## [INSTRUCTIONS TO FOLLOW]
Every entry below should be printed exactly, without its images.

Point-per-instance localization data:
____

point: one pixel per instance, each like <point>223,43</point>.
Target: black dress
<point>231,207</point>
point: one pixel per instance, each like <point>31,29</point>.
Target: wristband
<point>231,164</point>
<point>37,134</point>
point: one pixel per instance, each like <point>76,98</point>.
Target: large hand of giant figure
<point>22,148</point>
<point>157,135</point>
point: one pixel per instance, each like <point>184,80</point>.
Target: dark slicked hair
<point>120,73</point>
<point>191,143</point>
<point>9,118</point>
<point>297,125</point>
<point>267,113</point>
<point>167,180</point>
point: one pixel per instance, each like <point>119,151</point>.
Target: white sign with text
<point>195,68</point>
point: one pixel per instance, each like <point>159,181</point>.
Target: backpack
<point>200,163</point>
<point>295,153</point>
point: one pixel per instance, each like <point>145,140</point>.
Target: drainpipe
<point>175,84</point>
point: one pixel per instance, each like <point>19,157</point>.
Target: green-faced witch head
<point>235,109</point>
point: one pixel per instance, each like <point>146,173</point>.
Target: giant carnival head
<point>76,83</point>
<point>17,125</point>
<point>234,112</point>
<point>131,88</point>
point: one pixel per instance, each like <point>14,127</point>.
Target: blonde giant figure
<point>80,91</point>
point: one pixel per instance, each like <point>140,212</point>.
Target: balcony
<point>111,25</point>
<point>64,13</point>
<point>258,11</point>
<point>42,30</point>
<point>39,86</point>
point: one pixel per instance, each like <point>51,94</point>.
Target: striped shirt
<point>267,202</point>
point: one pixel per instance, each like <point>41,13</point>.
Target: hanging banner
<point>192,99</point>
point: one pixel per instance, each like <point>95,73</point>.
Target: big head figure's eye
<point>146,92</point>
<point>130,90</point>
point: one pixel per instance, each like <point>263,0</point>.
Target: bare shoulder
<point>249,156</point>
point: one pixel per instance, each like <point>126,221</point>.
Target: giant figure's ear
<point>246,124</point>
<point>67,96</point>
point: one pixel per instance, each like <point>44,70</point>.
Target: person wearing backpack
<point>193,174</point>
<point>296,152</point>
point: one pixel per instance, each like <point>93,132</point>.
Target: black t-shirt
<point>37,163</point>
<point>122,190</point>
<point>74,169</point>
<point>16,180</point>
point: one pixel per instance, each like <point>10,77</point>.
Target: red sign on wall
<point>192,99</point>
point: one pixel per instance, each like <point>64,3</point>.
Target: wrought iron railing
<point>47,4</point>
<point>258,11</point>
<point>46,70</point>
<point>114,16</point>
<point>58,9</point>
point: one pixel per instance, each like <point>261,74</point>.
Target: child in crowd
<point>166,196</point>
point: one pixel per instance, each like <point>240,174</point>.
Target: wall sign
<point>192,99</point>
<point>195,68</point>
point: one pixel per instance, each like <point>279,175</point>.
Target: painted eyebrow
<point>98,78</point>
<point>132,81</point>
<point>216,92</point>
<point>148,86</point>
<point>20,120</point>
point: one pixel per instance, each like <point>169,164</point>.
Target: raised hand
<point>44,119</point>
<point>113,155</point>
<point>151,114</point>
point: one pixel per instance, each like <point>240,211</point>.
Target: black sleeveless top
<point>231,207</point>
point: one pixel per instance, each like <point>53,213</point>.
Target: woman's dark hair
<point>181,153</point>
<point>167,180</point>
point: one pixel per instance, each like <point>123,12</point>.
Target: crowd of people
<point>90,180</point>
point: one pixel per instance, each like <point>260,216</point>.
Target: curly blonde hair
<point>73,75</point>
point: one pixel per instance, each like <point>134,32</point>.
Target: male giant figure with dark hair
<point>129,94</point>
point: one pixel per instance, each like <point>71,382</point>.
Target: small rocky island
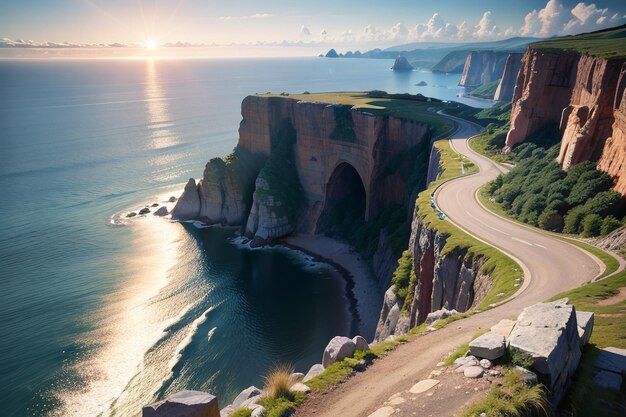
<point>402,64</point>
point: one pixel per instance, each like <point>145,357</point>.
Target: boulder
<point>315,370</point>
<point>547,334</point>
<point>439,315</point>
<point>473,372</point>
<point>611,359</point>
<point>161,211</point>
<point>488,346</point>
<point>338,348</point>
<point>244,395</point>
<point>503,327</point>
<point>361,343</point>
<point>584,319</point>
<point>188,205</point>
<point>608,380</point>
<point>184,404</point>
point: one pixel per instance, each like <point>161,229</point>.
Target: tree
<point>592,225</point>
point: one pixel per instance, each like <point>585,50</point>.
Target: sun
<point>150,44</point>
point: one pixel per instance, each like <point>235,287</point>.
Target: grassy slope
<point>609,43</point>
<point>502,269</point>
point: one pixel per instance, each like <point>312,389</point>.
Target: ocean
<point>100,316</point>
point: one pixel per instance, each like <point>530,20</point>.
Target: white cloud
<point>252,16</point>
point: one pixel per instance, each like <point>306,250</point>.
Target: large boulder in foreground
<point>338,348</point>
<point>188,205</point>
<point>488,346</point>
<point>547,334</point>
<point>184,404</point>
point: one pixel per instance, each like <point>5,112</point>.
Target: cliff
<point>505,89</point>
<point>584,96</point>
<point>296,160</point>
<point>482,67</point>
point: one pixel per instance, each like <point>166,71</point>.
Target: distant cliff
<point>483,67</point>
<point>585,96</point>
<point>296,160</point>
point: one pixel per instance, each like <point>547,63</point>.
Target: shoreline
<point>362,290</point>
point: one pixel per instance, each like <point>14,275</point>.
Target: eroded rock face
<point>483,67</point>
<point>548,334</point>
<point>505,89</point>
<point>584,96</point>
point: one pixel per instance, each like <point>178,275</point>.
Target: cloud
<point>245,17</point>
<point>555,19</point>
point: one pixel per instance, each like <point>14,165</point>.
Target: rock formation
<point>505,89</point>
<point>402,64</point>
<point>322,140</point>
<point>482,67</point>
<point>584,96</point>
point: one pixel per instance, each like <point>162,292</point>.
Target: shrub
<point>551,220</point>
<point>573,220</point>
<point>592,224</point>
<point>609,224</point>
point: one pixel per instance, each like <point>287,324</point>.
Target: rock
<point>402,64</point>
<point>297,376</point>
<point>246,394</point>
<point>503,327</point>
<point>162,211</point>
<point>485,363</point>
<point>315,370</point>
<point>338,348</point>
<point>361,343</point>
<point>423,386</point>
<point>488,346</point>
<point>300,387</point>
<point>473,372</point>
<point>608,380</point>
<point>547,334</point>
<point>611,359</point>
<point>260,411</point>
<point>439,315</point>
<point>585,326</point>
<point>188,205</point>
<point>184,404</point>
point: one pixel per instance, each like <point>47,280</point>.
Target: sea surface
<point>99,315</point>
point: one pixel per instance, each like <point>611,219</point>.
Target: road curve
<point>550,266</point>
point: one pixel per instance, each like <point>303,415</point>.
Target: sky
<point>287,27</point>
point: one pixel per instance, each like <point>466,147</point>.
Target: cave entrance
<point>346,202</point>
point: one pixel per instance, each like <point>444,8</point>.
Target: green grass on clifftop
<point>608,43</point>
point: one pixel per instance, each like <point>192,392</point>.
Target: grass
<point>512,399</point>
<point>503,270</point>
<point>608,43</point>
<point>584,397</point>
<point>610,263</point>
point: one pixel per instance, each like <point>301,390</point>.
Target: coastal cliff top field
<point>608,43</point>
<point>406,106</point>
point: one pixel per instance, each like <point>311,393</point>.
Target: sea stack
<point>402,64</point>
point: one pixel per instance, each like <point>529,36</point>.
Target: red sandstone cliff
<point>584,95</point>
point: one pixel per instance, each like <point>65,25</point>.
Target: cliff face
<point>482,67</point>
<point>505,89</point>
<point>442,280</point>
<point>322,137</point>
<point>584,95</point>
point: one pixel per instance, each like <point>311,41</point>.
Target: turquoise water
<point>99,315</point>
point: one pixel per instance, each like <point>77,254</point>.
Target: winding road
<point>550,267</point>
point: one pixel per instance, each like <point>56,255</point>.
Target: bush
<point>592,225</point>
<point>609,224</point>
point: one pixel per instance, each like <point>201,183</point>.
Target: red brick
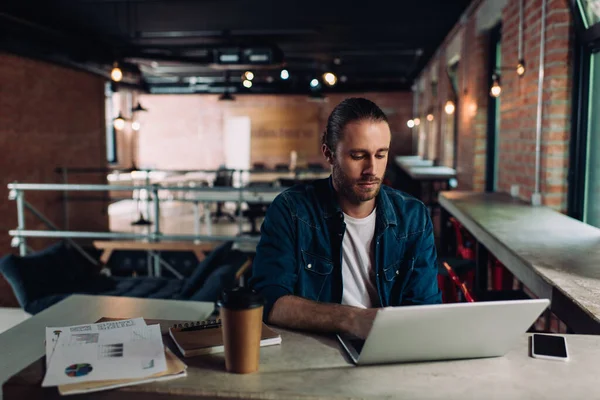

____

## [EXPECTED OUTPUT]
point: one pixel per instance, each like <point>223,43</point>.
Target: black dress
<point>231,207</point>
point: one pixel per instance, each like <point>31,29</point>.
Target: wristband
<point>231,164</point>
<point>37,134</point>
point: one pixel per instance, each like <point>76,98</point>.
Target: large hand of giant figure
<point>22,148</point>
<point>157,135</point>
point: one pixel per instance, each like <point>184,80</point>.
Target: dark slicked hair
<point>120,73</point>
<point>191,143</point>
<point>9,118</point>
<point>297,125</point>
<point>267,113</point>
<point>167,180</point>
point: one pixel per instance, each like <point>119,151</point>.
Target: white sign with text
<point>195,68</point>
point: one pixel per instance, each like <point>159,181</point>.
Target: backpack
<point>200,163</point>
<point>295,153</point>
point: one pixel per instance, each like <point>145,140</point>.
Target: drainpipe
<point>175,84</point>
point: one pixel per instance, each like <point>19,157</point>.
Target: green-faced witch head
<point>235,109</point>
point: one pixel per instance, each like <point>146,173</point>.
Target: giant carnival head
<point>76,83</point>
<point>17,125</point>
<point>234,112</point>
<point>131,88</point>
point: one pixel per instance, each like <point>14,127</point>.
Target: blonde giant figure
<point>80,91</point>
point: one pixel per instance, each like <point>140,212</point>.
Target: balcony
<point>111,25</point>
<point>64,13</point>
<point>258,11</point>
<point>42,30</point>
<point>39,86</point>
point: one pixel per instance, each like <point>51,94</point>.
Target: striped shirt
<point>267,202</point>
point: one pixel per instance, each like <point>41,13</point>.
Target: hanging banner
<point>192,99</point>
point: one pixel per instance, each like <point>95,73</point>.
Target: big head figure's eye
<point>146,92</point>
<point>130,90</point>
point: one pixel per instance, each like <point>263,0</point>.
Target: bare shoulder
<point>249,156</point>
point: one pixel per instance, each like <point>126,221</point>.
Target: giant figure's ear
<point>246,124</point>
<point>67,96</point>
point: one pixel per instance, each like <point>44,70</point>.
Target: person wearing backpack
<point>193,174</point>
<point>296,152</point>
point: one pixel per instance, each like <point>93,132</point>.
Target: black t-shirt
<point>37,163</point>
<point>122,190</point>
<point>74,169</point>
<point>16,180</point>
point: one pixel per instance, each like <point>10,77</point>.
Target: red sign on wall
<point>192,99</point>
point: one pixel per instance, each like <point>64,3</point>.
Target: wrought iron railing
<point>47,4</point>
<point>258,11</point>
<point>46,70</point>
<point>114,16</point>
<point>58,9</point>
point: one pixel per instance, each like <point>261,74</point>.
Target: child in crowd
<point>166,196</point>
point: one pixel per instance, each like <point>240,174</point>.
Target: wall sign
<point>192,99</point>
<point>195,68</point>
point: one pixel per instance, each like <point>279,175</point>.
Target: painted eyebrow
<point>98,78</point>
<point>132,81</point>
<point>216,92</point>
<point>148,86</point>
<point>20,120</point>
point: one pixel per instance, each like <point>169,164</point>.
Target: raised hand
<point>44,119</point>
<point>113,155</point>
<point>151,114</point>
point: one pixel per instance, each like <point>240,211</point>.
Target: black sleeveless top
<point>231,207</point>
point: one pixel per instance, each like <point>53,213</point>.
Target: woman's dark hair
<point>181,153</point>
<point>167,180</point>
point: one pixel per instance, each like <point>123,12</point>.
Target: crowd of people
<point>90,180</point>
point: one pixel per instance, each like <point>260,216</point>.
Target: curly blonde hair
<point>73,75</point>
point: one pixel per instance, each like <point>134,32</point>.
Target: male giant figure with dark hair
<point>129,94</point>
point: one pixel per instance, each like <point>71,382</point>.
Target: small rocky island
<point>402,64</point>
point: one pixel per instance, each like <point>145,357</point>.
Target: boulder
<point>315,370</point>
<point>547,334</point>
<point>439,315</point>
<point>473,372</point>
<point>611,359</point>
<point>161,211</point>
<point>488,346</point>
<point>338,348</point>
<point>244,395</point>
<point>503,327</point>
<point>361,343</point>
<point>584,319</point>
<point>188,205</point>
<point>608,380</point>
<point>184,404</point>
point: one pixel per instance, each like <point>161,229</point>.
Target: tree
<point>592,225</point>
point: one pixel per instance, each like <point>585,50</point>.
Target: sun
<point>150,44</point>
point: one pixel per instance, each like <point>235,287</point>.
Target: grassy slope
<point>609,43</point>
<point>502,269</point>
point: one pixel per instance, each like <point>312,389</point>.
Target: ocean
<point>100,316</point>
point: one pixel per instance, each like <point>530,20</point>.
Target: white cloud
<point>252,16</point>
point: one pixel per instance, each like <point>306,250</point>.
Target: large boulder in foreground
<point>338,348</point>
<point>188,205</point>
<point>488,346</point>
<point>547,334</point>
<point>184,404</point>
point: one pixel per instance, each like <point>5,112</point>.
Target: cliff
<point>505,89</point>
<point>584,96</point>
<point>296,160</point>
<point>482,67</point>
point: one pixel per instance, each like <point>166,71</point>.
Target: distant cliff
<point>483,67</point>
<point>585,96</point>
<point>296,160</point>
point: one pixel per instance, each like <point>547,63</point>.
Target: shoreline
<point>362,290</point>
point: one pixel per instance, each like <point>14,275</point>.
Target: eroded rock face
<point>483,67</point>
<point>548,334</point>
<point>505,89</point>
<point>584,96</point>
point: one pixel per instance, each like <point>178,275</point>.
Target: cloud
<point>245,17</point>
<point>555,19</point>
point: one pixel per instance, each like <point>14,165</point>.
Target: rock formation
<point>505,89</point>
<point>402,64</point>
<point>322,140</point>
<point>482,67</point>
<point>584,96</point>
point: one pixel per instance, each like <point>162,292</point>.
Target: shrub
<point>551,220</point>
<point>573,220</point>
<point>592,224</point>
<point>609,224</point>
point: one pixel per instance, each like <point>287,324</point>.
Target: rock
<point>402,64</point>
<point>297,376</point>
<point>246,394</point>
<point>503,327</point>
<point>162,211</point>
<point>485,363</point>
<point>315,370</point>
<point>338,348</point>
<point>361,343</point>
<point>423,386</point>
<point>488,346</point>
<point>300,387</point>
<point>473,372</point>
<point>608,380</point>
<point>547,334</point>
<point>611,359</point>
<point>260,411</point>
<point>439,315</point>
<point>585,326</point>
<point>188,205</point>
<point>184,404</point>
point: one pixel per instance, each like <point>47,280</point>.
Target: sea surface
<point>99,315</point>
point: one pixel per instance, each like <point>611,219</point>.
Target: road curve
<point>550,266</point>
point: one pixel per instance, each like <point>303,415</point>.
Target: sky
<point>287,27</point>
point: one pixel per instance, each like <point>466,147</point>.
Target: cave entrance
<point>346,202</point>
point: one pixel per instance, each like <point>444,8</point>.
Target: green grass on clifftop
<point>608,43</point>
point: one pixel per instance, each like <point>192,392</point>.
Target: grass
<point>512,399</point>
<point>503,270</point>
<point>608,43</point>
<point>584,397</point>
<point>610,263</point>
point: one pixel per instance, each like <point>301,390</point>.
Target: coastal cliff top field
<point>608,43</point>
<point>406,106</point>
point: one pixel per instance, each like <point>311,393</point>.
Target: sea stack
<point>402,64</point>
point: one pixel per instance, each like <point>529,36</point>.
Target: red sandstone cliff
<point>584,95</point>
point: one pixel per instance, each like <point>65,25</point>.
Target: cliff face
<point>482,67</point>
<point>505,89</point>
<point>442,280</point>
<point>322,137</point>
<point>584,95</point>
point: one pixel per instance, each like <point>311,41</point>.
Target: turquoise water
<point>99,315</point>
point: one pixel per instance, each like <point>77,254</point>.
Target: winding road
<point>550,267</point>
point: one pixel per instance, each like <point>56,255</point>.
Target: bush
<point>592,225</point>
<point>609,224</point>
point: one pixel per instance, each like <point>201,183</point>.
Target: red brick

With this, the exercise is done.